Short problem:
Reformat the entries from the line containing "For each instance of the castle, set" up to and including the last line of the entries as a Markdown table with two columns, No. and Entry Line. Number each row and omit any blank lines.
#####
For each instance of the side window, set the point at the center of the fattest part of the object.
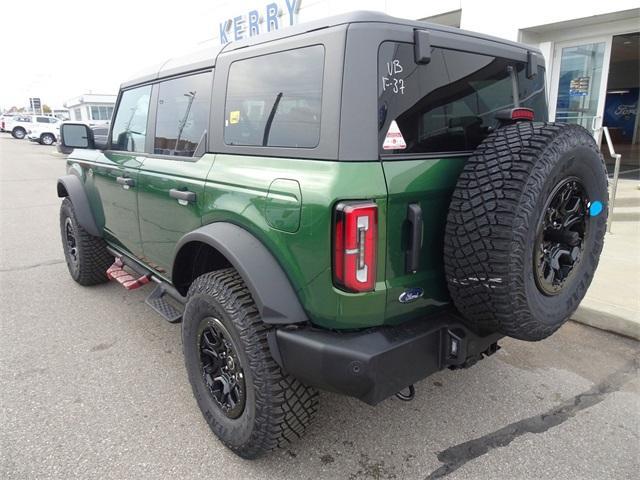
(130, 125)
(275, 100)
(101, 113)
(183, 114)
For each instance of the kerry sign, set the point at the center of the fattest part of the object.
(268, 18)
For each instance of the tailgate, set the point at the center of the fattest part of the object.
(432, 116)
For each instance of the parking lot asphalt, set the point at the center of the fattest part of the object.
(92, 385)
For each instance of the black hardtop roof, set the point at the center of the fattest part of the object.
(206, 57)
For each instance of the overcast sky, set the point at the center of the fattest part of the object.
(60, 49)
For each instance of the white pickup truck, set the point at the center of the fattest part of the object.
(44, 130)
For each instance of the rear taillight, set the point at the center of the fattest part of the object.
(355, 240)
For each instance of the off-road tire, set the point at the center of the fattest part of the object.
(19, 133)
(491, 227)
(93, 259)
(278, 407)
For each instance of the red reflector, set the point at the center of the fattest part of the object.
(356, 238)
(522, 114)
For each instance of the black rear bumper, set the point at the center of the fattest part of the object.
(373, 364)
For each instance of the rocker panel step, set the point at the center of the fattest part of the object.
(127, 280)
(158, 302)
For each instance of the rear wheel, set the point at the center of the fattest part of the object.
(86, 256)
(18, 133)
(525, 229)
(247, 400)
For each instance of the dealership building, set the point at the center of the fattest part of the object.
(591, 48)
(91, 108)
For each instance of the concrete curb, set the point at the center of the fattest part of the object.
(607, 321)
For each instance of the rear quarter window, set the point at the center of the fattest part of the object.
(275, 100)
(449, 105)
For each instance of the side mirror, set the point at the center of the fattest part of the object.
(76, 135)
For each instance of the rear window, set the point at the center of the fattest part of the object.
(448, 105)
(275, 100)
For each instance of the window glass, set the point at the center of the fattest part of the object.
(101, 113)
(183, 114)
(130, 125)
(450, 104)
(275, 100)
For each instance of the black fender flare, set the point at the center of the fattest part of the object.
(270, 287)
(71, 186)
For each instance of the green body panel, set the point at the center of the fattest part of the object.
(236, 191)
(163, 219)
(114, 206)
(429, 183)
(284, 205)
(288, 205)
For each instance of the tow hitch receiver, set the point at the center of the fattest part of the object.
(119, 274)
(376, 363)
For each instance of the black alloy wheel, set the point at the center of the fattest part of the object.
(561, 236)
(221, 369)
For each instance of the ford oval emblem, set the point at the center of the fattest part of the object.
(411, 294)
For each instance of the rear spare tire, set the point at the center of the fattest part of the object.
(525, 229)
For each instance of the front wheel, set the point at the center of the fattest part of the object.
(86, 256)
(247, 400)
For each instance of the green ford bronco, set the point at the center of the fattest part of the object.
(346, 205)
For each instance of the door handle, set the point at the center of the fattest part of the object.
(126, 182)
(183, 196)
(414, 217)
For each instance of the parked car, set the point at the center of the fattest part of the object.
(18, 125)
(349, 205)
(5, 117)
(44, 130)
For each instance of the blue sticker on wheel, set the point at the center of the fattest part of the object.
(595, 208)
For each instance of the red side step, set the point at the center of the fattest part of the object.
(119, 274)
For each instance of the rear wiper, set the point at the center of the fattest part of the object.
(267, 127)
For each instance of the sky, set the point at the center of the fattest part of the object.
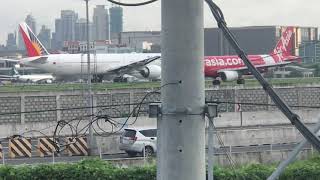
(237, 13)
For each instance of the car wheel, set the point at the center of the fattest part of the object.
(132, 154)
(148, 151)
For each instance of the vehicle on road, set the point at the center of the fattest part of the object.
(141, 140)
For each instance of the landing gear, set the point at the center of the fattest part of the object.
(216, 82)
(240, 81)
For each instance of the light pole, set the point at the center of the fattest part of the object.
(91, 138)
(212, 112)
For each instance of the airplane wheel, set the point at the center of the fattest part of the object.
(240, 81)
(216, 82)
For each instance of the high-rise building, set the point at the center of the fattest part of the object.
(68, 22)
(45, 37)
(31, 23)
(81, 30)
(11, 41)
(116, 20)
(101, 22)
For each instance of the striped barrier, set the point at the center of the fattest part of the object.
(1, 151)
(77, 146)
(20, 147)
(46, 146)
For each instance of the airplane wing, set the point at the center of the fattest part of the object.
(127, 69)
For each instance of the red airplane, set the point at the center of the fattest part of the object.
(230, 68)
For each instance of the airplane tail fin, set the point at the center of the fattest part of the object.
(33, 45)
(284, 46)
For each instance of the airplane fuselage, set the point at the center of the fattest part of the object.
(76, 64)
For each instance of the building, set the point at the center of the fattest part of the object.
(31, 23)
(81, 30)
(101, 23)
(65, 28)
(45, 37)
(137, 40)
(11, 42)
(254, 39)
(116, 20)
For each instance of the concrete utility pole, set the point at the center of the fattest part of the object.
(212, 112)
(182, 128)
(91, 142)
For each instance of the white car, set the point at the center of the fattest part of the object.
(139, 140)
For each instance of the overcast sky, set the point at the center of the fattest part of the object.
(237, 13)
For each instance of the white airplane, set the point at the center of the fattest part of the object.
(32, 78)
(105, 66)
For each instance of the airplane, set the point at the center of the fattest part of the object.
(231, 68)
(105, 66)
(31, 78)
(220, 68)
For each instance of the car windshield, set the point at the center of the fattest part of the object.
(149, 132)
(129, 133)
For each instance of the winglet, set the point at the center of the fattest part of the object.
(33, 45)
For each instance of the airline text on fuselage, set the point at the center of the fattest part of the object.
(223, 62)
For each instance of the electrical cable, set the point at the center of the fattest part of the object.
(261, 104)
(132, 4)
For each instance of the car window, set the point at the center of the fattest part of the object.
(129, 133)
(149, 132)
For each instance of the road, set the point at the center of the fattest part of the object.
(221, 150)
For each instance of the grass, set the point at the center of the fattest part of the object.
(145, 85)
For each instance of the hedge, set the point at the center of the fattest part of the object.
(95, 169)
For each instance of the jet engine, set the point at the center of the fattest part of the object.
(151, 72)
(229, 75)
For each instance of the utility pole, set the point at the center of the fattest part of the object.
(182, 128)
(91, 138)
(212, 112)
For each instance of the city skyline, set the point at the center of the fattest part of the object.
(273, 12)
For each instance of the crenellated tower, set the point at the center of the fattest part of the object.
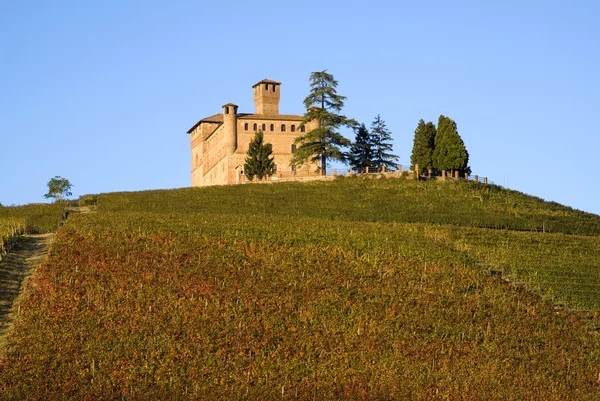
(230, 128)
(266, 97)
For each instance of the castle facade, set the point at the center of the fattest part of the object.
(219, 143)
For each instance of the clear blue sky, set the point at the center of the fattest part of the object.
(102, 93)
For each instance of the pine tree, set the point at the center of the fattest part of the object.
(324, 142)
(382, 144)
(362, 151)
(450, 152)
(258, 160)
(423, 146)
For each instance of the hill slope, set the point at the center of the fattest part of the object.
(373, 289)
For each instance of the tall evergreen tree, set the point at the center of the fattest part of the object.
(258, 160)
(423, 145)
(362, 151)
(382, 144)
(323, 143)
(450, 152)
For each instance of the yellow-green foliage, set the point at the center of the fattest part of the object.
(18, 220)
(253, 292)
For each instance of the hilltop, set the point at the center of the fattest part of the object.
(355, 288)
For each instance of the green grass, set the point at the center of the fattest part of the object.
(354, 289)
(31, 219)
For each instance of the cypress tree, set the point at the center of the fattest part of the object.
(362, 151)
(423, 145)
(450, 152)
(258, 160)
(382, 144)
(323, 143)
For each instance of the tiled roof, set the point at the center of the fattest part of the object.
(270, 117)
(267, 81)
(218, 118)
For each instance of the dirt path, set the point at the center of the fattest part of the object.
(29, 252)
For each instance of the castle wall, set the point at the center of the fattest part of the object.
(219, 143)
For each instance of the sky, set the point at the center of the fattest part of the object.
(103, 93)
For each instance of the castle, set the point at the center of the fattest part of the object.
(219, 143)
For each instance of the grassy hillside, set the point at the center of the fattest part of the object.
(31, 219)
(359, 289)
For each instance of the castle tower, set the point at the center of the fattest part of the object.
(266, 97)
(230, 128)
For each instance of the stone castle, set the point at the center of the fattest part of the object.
#####
Solution:
| No. | Entry Line |
|---|---|
| 1 | For each instance of the castle, set the point at the center of the fattest part of the object. |
| 2 | (219, 143) |
| 3 | For each instance of the grassy hillside, set the point at the center of the fattest part of the object. |
| 4 | (31, 219) |
| 5 | (359, 289) |
| 6 | For each instance of the castle tower, set the point at the center of the fattest part of the object. |
| 7 | (266, 97) |
| 8 | (230, 128) |
| 9 | For each instance of the stone castle, set the point at the center of the fattest part of the object. |